• **Set exercise 1**:
Answer these questions using the git push question below.
(a) In which directory on the server was the new repository created?
(b) What operating system does the local machine run, and what kind of server is the writer uploading to?
(c) Besides the git user, which other user did the writer try, and what happened?
• **Set exercise 2**: In the git push question below, why did the writer also try the push as the root user?
• **Set exercise 3**: Go on with the git push question below, starting after its final sentence.

I have a Server I can connect to via ssh with the username git and a local git repository.
Now I want to push my local repository to a newly created one on the Server.

Here is what I did:

  • created a git repository in /home/git/test.git
  • initialized the repository as bare
  • added the remote repository on the local machine
    git remote add test ssh://git@serverIp:/home/git/test.git
  • now I executed the push command:
    git push test master

I always get the

fatal: could not read from remote repository

Please make sure you have the correct access rights
and the repository exists.

I am working on a local windows 7 machine and want to upload to a linux server.
I can log in via ssh with the git user. I also tried to do this as the root user(to get things to work once) with the same result.
I never get asked for the ssh password.

I really don't know what I am doing wrong.
Before you call this a duplicate, I searched a lot for this problem and none seemed to talk about the same problem.

(Point labeling dataset excerpts)
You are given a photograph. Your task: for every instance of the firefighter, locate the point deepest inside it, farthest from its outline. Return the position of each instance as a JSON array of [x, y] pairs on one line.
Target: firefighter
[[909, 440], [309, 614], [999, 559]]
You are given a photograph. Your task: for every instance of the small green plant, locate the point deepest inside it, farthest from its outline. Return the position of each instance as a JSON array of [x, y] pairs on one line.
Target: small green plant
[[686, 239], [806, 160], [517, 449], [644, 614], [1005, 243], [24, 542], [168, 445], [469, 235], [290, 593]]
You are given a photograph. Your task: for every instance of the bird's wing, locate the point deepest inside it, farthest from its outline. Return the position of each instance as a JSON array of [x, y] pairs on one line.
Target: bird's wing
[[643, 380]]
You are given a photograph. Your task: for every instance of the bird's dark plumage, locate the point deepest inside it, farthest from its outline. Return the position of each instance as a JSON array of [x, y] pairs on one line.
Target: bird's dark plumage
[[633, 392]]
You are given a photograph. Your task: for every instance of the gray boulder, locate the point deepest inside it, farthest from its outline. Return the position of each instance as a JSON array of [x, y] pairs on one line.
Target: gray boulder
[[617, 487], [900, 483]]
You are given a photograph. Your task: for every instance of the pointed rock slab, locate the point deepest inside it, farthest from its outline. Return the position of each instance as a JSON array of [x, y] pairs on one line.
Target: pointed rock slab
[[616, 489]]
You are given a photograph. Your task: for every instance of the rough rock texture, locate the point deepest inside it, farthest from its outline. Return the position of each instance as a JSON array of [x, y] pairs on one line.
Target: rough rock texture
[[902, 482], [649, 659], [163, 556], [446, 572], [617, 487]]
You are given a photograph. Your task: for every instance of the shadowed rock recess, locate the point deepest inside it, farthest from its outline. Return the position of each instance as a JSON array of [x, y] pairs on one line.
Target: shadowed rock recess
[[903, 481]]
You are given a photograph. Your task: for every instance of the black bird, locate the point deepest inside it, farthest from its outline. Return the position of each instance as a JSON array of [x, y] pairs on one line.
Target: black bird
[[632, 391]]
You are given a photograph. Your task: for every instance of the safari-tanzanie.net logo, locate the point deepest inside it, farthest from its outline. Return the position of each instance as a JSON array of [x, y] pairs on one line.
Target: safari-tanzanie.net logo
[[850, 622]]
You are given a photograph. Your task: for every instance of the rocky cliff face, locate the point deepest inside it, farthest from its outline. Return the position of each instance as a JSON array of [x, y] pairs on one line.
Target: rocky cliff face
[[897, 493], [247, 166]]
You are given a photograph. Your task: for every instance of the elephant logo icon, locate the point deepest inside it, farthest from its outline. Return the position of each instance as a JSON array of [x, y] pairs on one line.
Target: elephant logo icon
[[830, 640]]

• **Written response 1**:
(a) /home/git/test.git
(b) The local machine runs Windows 7, and the server is a Linux server.
(c) The writer tried the root user and got the same result.

• **Written response 2**: The writer tried the root user to get things to work at least once. The attempt failed with the same result as the git user.

• **Written response 3**:
  • "which git" returns /usr/bin/git
  • PATH echo includes /usr/bin
  • id_rsa and id_rsa.pub files are all set up and withput Passphrase
  • ssh git@serverIp which git-receive-pack works too and returns /usr/bin/git-receive-pack
  • ssh git@serverIp ls /home/git/test.git works
  • all relevant directories are chmod 755
  • git is owner of the repository
  • auth.log file gets no new entries on tried push command
  • GIT_TRACE=2 git push test master returns:

    'C:\Program Files (x86)\PuTTY\plink.exe' '-batch' 'git@serverIp' 'git-receive-pack '\''/home/git/test.git'\''' fatal: Could not read from remote repository. Please make sure you have the correct access rights and the repository exists.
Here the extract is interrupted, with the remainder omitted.